*TEXT PASSAGE*:
-*-

Lockwood Distilling Co.
205 W. Louisiana St., McKinney
214.548.5815
lockwooddistilling.com
One of the newest spirit-tasting experiences in Collin County, Lockwood Distilling Co. was launched by Evan Batt and Sally Batt in Richardson on Lockwood Drive in 2019. They had a vision of creating Texas’ premier distillery experience while displacing fries with tots (laced with truffle oil and parmesan, or the dirty South kind with melted smoked-pecan pimento cheese). Lockwood’s spirit offerings run the range, from smooth bourbon to spicy rye to Texas gin to one of the most sippable rums you’ll find this side of the Caribbean. We tested their tini cred with a Turbo martini crafted from Lockwood’s Turbo Vodka, a six-times-distilled spirit with a secondary “oxygenation enhancement” capping the process. Topped with a triple olive skewer, this martini has an uncanny smoothness with a soft crispness that makes it go down easy. Too easy. Which is why we skipped the tots and paired it with Lockwood cracklins — home-fried pig skins sprinkled with chili-lime cracklins dust — the perfect football season accompaniment when you’ve just been turbo-blitzed.

The Monarch Stag
6655 Winning Drive, Frisco
469.731.0955
monarchstag.com
Taking inspiration from “The Monarch of the Glen,” a famous 19th-century painting of a majestic red deer stag by English artist Sir Edwin Landseer, The Monarch Stag is primarily a pricy brown spirits haunt. Yet the Stag’s martini proficiency is unrivaled. We tested it with orthodox choreography: gin, vermouth, a little dirt and a single olive. Made with Hendrick’s gin, this martini was exceptionally crisp, cool and searing — intriguingly botanical, undoubtedly the stuff fueling Dorothy Parker. This handsome retreat, with a colorful back bar of ruinously expensive distilled craft, is an adjunct of The Glen, a seafood-and-steak restaurant with a stylish vibe that hums with interior trees, opulent floral treatments, an old-fashioned phone booth and aerialist performances — haut cuisine gone voguishly berserk.

-*-

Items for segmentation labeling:
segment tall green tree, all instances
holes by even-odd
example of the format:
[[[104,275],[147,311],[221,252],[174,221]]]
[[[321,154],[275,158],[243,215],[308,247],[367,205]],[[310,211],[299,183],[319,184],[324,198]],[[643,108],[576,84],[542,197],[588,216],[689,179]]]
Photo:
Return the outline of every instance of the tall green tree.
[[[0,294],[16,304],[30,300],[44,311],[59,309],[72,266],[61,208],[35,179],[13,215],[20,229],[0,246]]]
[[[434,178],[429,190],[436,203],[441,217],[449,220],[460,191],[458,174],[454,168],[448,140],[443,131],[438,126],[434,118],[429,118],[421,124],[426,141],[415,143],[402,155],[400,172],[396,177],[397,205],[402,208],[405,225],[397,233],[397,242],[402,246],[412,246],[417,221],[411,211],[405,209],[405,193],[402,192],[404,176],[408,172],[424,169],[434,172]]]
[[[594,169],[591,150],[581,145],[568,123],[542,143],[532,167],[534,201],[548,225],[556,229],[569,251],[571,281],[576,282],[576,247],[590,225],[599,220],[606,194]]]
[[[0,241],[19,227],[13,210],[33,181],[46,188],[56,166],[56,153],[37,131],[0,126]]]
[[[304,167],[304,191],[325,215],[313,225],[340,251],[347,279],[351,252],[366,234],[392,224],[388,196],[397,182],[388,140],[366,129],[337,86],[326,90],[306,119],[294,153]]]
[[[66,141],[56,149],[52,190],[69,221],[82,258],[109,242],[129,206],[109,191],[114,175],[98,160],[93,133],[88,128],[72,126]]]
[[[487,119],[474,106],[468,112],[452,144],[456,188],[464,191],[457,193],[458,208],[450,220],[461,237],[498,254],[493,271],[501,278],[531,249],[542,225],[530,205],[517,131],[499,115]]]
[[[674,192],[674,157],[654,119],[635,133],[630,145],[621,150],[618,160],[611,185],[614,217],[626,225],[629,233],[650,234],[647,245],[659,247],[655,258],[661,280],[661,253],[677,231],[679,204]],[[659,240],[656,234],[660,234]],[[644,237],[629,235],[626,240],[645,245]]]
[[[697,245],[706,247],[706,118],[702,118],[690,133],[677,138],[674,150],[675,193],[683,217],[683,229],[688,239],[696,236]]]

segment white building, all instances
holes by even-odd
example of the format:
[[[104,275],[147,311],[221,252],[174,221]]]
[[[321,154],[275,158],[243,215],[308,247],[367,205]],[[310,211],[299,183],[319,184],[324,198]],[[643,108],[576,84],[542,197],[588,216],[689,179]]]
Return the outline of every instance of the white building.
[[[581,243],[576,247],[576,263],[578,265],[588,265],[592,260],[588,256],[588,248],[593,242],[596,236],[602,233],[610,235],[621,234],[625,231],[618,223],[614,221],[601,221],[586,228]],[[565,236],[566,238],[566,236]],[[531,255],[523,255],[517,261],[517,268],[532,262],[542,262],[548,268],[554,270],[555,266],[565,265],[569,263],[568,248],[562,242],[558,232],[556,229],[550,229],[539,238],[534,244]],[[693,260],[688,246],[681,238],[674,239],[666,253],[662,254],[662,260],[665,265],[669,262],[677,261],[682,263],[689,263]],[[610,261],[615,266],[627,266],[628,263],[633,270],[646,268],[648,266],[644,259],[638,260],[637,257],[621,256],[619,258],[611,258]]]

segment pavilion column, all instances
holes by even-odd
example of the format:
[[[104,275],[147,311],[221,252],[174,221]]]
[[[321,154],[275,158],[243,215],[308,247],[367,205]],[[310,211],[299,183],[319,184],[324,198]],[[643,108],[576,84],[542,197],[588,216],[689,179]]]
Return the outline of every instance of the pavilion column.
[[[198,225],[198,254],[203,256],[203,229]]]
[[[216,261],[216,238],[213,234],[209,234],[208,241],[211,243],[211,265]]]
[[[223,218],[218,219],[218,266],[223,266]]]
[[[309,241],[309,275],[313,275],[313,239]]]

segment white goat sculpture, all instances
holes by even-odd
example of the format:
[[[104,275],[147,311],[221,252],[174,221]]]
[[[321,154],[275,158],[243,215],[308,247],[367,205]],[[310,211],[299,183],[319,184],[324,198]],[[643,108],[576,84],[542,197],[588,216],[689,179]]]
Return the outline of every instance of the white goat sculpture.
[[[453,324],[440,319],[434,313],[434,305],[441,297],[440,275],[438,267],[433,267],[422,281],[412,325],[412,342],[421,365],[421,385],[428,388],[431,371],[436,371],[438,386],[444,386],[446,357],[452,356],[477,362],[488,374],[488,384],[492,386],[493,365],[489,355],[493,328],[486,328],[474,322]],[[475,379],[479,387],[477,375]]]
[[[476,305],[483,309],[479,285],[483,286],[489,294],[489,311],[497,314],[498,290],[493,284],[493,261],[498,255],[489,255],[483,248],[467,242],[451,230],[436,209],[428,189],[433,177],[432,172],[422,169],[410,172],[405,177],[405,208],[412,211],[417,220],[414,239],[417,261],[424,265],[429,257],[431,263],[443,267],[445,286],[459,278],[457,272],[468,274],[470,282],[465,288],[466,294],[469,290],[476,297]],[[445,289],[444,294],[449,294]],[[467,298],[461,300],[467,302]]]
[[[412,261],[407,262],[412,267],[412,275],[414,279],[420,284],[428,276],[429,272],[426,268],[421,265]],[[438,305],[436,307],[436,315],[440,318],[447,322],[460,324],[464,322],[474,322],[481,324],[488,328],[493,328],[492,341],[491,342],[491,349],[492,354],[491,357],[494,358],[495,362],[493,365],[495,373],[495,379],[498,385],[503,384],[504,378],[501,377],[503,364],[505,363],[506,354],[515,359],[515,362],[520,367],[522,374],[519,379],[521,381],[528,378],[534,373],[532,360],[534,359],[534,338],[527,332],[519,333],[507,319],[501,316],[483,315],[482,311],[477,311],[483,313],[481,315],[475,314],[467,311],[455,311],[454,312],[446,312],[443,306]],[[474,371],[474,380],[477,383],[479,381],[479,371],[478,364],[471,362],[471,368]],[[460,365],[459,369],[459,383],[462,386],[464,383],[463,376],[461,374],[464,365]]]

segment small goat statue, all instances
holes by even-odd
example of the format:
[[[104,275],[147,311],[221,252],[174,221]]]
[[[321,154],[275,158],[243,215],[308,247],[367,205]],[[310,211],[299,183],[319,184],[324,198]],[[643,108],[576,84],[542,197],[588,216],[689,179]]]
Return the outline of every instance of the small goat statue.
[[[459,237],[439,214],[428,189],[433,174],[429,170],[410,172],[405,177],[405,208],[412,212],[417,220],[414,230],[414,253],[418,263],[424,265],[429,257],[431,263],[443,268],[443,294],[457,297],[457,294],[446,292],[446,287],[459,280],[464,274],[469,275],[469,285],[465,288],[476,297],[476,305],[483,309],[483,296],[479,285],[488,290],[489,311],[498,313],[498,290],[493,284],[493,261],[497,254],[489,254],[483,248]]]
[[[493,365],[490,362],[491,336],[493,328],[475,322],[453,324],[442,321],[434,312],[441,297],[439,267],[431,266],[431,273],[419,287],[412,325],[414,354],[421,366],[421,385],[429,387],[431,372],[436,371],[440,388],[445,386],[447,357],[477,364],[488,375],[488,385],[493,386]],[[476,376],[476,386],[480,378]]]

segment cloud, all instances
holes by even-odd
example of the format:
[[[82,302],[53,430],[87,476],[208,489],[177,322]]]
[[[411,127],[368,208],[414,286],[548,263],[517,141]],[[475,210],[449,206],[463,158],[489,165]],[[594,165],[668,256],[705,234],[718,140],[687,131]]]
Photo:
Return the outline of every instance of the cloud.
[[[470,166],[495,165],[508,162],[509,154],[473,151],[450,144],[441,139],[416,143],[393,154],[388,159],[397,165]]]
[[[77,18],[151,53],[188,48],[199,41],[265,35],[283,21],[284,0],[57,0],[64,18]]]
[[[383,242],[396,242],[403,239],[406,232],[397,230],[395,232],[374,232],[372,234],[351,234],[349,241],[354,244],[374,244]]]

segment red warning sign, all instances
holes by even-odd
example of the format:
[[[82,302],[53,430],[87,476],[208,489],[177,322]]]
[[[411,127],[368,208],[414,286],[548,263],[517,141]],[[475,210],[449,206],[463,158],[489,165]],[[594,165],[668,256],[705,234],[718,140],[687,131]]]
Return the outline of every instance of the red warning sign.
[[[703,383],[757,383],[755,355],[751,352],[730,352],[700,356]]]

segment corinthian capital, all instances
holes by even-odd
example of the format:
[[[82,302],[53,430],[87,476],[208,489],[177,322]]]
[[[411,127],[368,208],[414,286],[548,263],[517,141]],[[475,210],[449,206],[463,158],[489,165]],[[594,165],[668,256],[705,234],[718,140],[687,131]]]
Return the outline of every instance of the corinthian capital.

-*-

*GIVEN EXERCISE 1*: According to the martini bar reviews above, which painting inspired the name of The Monarch Stag?
*GIVEN EXERCISE 2*: Pick up the martini bar reviews above after their last sentence and continue them.

*FINAL RESULT 1*: "The Monarch of the Glen," a 19th-century painting of a red deer stag by Sir Edwin Landseer.

*FINAL RESULT 2*:
J. Theodore Restaurant & Bar
6959 Lebanon Road, Suite 110, Frisco
214.705.7775
jtheodore.com
Just a short stroll from Bottle in Bond Cocktail Parlour, J. Theodore Restaurant and Bar serves its mixological flourishes in a crisp modern atmosphere suffused with inviting warmth. Its lineup of specialty martinis runs in at seven, fueled by bourbon, whiskey, rum and vodka — not flirting with tradition except for one, the aviation, a blend of Bombay Sapphire gin, maraschino liqueur, lemon and crème de violette. A dried lemon slice floats on the surface. It’s a lively drink with pronounced fruit, a layer of tang and a subtle whiff of herbs — refreshingly eccentric. J. Theodore saddles the Rare Books Bar, a speakeasy you access by pulling a password off the Instagram page, climbing into an old-time phone booth at the J. Theodore entrance and revealing the password to the person at the other end of the line. No texting for a tipple.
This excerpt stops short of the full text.